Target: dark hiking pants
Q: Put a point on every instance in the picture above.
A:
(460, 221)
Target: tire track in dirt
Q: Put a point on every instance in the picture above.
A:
* * * *
- EXERCISE BRIEF
Count how many lines above carry the word "Target". Only the number is required.

- EXERCISE OUTPUT
2